▶ **TASK REQUIREMENTS**: Go through the entries below from the first line and transcribe each one exactly, ending with the line that contains "Where can the girl".

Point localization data
....................
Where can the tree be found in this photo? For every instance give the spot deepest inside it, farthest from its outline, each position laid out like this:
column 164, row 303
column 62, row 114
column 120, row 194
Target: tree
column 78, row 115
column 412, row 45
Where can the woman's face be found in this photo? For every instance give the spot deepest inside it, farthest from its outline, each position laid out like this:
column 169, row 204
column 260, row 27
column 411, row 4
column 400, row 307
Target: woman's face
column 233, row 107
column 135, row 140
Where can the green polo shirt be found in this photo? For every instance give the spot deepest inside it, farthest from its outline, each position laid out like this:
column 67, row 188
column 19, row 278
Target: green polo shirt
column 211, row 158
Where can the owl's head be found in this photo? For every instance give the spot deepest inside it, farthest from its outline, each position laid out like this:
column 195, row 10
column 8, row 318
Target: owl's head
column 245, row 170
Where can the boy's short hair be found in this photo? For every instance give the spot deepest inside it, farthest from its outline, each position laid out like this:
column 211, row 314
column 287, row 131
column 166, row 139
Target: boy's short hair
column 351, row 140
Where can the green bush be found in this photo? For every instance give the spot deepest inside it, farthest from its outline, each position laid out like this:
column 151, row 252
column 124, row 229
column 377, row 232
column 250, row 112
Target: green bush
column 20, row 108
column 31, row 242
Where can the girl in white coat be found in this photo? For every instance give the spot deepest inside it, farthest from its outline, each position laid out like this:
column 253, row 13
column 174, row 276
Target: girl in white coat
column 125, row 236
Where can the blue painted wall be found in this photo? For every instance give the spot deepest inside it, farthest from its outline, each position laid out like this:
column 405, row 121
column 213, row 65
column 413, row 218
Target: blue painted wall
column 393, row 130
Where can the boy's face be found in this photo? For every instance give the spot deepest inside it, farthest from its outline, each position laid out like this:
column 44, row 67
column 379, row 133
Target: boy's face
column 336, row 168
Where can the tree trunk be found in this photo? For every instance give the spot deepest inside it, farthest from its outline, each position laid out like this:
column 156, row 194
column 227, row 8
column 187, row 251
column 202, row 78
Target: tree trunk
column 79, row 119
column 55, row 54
....................
▶ **SOLUTION TO THIS PROBLEM**:
Where can the tree be found in this photo? For every instance give the spot deepest inside it, farthest from its outline, each position laid out like this:
column 164, row 303
column 62, row 114
column 120, row 194
Target: tree
column 78, row 115
column 412, row 45
Where can the woman's face be found in this photo? For every instance give the spot deepest inside it, farthest from its outline, each position laid out like this:
column 169, row 204
column 260, row 27
column 411, row 4
column 400, row 307
Target: woman's face
column 233, row 107
column 135, row 140
Where can the green polo shirt be found in this photo? For every instance give the spot deepest inside it, farthest from its outline, each position laid out like this:
column 67, row 188
column 19, row 278
Target: green polo shirt
column 211, row 158
Where can the owl's head be found in this photo? For every instance give the spot deepest inside it, farthest from its outline, each position laid out like this:
column 195, row 10
column 8, row 318
Target: owl's head
column 245, row 170
Where can the boy's short hair be found in this photo? For every instance give the spot deepest inside it, farthest from its outline, each position laid out like this:
column 211, row 314
column 287, row 131
column 166, row 139
Target: boy's short hair
column 351, row 140
Where can the green bush be found in this photo? For every instance give the spot deepest inside it, farthest from its outline, each position laid out like this:
column 151, row 252
column 124, row 229
column 377, row 232
column 250, row 112
Target: green bush
column 20, row 108
column 31, row 242
Where can the girl in white coat be found in this photo? For every instance give the spot deepest inside it, farthest from its outline, each position laid out like this:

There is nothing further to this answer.